▶ **Task details**: Using the listing below, set down each line from the line containing "Target: construction equipment" through the line containing "[[379, 408], [967, 120], [916, 402]]", both ends included, exactly and with nothing added.

▶ **Materials provided**:
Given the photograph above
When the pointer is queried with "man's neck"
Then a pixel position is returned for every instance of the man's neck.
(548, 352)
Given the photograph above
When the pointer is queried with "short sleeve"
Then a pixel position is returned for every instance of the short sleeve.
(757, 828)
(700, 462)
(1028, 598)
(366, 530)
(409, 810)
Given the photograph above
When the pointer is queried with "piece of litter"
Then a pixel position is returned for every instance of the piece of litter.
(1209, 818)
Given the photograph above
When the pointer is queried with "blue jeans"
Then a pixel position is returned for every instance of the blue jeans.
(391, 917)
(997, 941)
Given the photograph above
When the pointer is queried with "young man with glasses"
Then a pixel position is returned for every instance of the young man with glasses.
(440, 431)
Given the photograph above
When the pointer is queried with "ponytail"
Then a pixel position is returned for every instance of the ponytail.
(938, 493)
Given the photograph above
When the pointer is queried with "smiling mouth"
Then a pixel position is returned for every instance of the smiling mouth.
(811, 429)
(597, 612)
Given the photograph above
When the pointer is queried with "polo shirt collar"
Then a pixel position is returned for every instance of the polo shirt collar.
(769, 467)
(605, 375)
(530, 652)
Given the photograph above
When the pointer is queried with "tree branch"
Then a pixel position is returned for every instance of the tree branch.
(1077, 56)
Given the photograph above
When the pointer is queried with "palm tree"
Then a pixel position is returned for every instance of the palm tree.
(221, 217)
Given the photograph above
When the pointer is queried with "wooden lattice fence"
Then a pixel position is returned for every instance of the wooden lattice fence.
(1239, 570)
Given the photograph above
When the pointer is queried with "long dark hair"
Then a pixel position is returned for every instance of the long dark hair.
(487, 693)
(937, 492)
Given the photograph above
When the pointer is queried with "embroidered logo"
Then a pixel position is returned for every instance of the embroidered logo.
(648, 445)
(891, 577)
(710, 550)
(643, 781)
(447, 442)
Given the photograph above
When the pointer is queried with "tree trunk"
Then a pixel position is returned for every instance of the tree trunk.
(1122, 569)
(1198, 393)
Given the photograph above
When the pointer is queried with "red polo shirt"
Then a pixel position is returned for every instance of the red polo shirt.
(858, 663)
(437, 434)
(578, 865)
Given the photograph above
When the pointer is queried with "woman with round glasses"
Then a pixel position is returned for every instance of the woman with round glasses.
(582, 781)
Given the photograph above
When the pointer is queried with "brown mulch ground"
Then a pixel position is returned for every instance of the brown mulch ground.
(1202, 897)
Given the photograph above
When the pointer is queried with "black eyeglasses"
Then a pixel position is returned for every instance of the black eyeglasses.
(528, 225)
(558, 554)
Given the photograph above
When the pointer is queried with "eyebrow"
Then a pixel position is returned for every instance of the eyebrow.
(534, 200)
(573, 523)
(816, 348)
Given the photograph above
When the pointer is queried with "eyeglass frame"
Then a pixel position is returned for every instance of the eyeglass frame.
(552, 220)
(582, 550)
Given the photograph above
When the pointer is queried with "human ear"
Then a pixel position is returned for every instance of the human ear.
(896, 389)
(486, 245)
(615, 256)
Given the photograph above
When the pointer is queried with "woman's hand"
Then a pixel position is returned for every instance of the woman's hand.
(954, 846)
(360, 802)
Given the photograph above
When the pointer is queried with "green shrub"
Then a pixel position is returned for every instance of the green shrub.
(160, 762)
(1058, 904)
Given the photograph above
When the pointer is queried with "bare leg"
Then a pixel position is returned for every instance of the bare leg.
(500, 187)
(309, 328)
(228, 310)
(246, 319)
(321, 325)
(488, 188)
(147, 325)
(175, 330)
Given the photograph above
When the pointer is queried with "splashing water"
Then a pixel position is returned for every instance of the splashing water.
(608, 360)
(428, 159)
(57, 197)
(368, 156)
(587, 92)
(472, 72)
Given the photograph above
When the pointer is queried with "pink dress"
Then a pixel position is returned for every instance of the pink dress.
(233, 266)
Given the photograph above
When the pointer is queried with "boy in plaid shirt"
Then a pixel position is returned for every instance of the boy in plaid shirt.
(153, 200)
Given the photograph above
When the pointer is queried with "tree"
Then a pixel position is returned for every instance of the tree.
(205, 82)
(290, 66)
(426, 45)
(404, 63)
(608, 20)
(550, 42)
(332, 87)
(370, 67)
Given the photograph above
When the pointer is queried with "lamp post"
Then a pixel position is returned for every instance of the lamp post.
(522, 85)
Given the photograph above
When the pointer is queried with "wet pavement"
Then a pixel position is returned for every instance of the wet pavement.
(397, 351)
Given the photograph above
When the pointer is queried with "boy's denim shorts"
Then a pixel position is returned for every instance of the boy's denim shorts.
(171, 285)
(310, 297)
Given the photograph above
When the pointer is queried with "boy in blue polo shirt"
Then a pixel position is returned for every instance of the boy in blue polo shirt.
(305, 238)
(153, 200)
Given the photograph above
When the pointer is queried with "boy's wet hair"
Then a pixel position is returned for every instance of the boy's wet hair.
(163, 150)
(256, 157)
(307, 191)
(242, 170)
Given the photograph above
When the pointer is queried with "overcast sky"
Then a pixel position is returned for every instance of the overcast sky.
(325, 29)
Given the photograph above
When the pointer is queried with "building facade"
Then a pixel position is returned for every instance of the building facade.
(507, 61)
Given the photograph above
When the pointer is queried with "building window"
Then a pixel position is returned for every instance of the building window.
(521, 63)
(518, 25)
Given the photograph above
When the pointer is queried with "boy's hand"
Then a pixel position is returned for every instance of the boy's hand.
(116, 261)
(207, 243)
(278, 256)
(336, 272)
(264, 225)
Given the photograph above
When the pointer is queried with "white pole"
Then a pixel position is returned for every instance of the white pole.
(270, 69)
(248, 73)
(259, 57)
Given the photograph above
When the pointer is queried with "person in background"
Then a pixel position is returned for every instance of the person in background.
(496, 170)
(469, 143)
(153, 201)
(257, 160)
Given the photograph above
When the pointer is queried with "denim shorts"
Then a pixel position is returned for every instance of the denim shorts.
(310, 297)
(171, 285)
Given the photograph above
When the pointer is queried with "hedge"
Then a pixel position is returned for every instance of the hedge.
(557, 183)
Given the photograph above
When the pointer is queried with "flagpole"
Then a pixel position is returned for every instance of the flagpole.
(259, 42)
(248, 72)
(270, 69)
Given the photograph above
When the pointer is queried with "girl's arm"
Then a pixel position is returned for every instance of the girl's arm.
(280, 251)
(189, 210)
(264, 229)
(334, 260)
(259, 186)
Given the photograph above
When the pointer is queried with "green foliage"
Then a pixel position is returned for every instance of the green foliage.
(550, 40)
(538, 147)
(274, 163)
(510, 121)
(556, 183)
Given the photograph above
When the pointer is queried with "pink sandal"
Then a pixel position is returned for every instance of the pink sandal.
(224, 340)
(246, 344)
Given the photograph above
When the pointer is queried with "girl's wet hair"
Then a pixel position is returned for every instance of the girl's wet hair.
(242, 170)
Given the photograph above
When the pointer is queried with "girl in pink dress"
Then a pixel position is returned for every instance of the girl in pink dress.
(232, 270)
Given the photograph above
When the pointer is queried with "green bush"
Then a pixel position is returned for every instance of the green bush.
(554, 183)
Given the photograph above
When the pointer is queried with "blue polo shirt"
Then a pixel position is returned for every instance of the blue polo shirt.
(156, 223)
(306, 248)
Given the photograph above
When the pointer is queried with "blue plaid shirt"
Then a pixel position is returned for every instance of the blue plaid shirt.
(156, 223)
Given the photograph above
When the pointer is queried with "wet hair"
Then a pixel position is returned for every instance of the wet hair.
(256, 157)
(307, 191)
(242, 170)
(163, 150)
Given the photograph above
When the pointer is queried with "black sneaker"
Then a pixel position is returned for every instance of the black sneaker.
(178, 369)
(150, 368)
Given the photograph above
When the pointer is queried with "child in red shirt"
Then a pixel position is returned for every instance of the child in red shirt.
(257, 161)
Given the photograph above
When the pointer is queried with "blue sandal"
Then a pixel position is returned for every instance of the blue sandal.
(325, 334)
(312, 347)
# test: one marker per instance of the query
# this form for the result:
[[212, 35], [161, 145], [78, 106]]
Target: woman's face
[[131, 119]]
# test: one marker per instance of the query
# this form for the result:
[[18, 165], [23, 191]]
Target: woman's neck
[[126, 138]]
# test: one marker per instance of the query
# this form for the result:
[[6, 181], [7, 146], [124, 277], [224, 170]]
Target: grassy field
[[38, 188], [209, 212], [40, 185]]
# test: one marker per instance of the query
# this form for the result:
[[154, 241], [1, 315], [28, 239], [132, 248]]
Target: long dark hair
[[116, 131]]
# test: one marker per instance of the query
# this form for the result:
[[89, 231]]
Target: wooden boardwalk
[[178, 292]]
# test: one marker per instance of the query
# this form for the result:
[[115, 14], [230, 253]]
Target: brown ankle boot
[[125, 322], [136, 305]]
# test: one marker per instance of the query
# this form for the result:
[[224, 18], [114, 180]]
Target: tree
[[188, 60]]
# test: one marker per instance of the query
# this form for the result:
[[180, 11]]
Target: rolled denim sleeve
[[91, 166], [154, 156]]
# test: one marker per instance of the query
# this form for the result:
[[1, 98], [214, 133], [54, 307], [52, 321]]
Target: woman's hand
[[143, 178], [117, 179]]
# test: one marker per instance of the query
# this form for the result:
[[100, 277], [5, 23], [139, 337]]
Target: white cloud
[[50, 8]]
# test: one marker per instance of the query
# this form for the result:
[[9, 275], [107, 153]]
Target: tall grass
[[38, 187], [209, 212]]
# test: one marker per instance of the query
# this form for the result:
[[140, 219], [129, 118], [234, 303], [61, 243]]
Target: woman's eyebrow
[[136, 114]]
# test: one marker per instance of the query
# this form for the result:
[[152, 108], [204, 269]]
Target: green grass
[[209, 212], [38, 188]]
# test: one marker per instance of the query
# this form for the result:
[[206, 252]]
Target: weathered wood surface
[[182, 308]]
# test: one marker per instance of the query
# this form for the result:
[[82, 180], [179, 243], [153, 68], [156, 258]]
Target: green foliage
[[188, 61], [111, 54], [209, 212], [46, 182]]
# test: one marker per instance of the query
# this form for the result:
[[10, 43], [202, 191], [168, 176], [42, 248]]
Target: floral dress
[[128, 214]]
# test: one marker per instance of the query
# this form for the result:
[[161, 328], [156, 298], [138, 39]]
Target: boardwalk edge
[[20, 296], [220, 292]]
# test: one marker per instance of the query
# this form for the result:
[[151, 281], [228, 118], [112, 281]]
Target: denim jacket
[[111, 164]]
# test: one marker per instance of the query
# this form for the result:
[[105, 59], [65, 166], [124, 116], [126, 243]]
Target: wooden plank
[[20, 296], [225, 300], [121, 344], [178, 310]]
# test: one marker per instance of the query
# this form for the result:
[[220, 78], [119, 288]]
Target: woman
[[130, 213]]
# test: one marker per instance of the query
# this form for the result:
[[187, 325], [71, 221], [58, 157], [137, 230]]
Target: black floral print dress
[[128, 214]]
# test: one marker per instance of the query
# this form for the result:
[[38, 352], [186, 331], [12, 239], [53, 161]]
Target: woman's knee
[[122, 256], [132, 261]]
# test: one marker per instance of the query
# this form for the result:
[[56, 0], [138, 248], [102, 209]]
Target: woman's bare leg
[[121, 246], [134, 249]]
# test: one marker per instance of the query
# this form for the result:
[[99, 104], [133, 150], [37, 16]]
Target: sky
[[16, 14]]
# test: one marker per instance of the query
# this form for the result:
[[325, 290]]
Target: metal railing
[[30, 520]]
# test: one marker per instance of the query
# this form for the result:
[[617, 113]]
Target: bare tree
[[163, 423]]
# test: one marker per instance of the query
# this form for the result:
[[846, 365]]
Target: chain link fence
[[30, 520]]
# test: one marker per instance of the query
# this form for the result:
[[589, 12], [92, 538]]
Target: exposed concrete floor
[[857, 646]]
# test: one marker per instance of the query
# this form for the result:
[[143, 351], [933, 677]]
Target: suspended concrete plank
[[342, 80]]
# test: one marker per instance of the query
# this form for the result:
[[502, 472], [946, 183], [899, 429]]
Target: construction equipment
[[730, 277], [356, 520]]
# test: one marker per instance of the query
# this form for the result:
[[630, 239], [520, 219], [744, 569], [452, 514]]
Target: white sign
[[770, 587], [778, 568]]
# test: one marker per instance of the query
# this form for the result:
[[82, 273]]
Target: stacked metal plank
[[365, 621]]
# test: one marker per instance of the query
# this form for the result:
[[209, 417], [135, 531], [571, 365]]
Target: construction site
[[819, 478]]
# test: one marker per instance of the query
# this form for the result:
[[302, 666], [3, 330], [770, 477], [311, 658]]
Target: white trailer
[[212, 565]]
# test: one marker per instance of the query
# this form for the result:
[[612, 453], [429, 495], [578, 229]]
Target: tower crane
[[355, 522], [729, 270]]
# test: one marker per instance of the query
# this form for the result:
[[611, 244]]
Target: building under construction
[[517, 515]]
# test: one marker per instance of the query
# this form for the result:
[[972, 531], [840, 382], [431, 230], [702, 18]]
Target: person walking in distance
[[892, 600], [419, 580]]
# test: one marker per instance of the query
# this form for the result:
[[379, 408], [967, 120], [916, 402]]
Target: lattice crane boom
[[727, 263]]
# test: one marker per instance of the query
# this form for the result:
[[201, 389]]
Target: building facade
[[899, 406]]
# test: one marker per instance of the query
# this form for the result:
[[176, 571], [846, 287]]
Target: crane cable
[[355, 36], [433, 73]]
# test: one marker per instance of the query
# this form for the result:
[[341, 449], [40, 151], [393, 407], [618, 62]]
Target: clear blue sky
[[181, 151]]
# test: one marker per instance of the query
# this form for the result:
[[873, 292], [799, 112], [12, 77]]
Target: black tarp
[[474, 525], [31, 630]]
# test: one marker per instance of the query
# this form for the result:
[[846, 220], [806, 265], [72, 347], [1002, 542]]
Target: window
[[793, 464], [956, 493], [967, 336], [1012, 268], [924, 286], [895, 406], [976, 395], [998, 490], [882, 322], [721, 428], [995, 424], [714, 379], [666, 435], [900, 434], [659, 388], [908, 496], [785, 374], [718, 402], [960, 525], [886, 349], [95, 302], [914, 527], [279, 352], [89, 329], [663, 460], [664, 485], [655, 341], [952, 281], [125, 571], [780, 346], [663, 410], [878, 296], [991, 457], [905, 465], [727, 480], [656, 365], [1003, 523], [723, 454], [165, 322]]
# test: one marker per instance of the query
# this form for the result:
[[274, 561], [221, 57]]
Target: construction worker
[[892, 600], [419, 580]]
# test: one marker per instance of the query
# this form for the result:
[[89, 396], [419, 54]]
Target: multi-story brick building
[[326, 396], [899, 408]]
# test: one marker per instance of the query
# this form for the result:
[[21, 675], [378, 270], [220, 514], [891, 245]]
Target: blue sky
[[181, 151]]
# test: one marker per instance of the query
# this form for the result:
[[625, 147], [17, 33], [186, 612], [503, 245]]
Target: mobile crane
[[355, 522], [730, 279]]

▶ **Solution to this task**:
Target: construction equipment
[[730, 277], [356, 520]]
# test: one marker per instance of the query
# this form for the result:
[[630, 239], [520, 219], [744, 569], [452, 514]]
Target: white sign
[[770, 587], [778, 568]]
# test: one marker per instance of the query
# this form for the result:
[[82, 273]]
Target: stacked metal plank
[[365, 621]]
# test: one marker per instance of the query
# this form for the result:
[[209, 417], [135, 531], [571, 365]]
Target: construction site
[[819, 478]]
# test: one marker per instance of the query
# this form for the result:
[[302, 666], [3, 330], [770, 477], [311, 658]]
Target: white trailer
[[212, 565]]
# test: one marker per instance of the query
# this form for the result:
[[612, 453], [429, 495], [578, 229]]
Target: tower crane
[[355, 522], [729, 270]]
# test: one marker per instance of the query
# this form for the result:
[[611, 244]]
Target: building under construction
[[517, 515]]
# test: one marker per instance of the query
# this form for the result:
[[972, 531], [840, 382], [431, 230], [702, 18]]
Target: person walking in distance
[[892, 600], [419, 580]]
# test: one marker per instance of the query
# this form for the result:
[[379, 408], [967, 120], [916, 402]]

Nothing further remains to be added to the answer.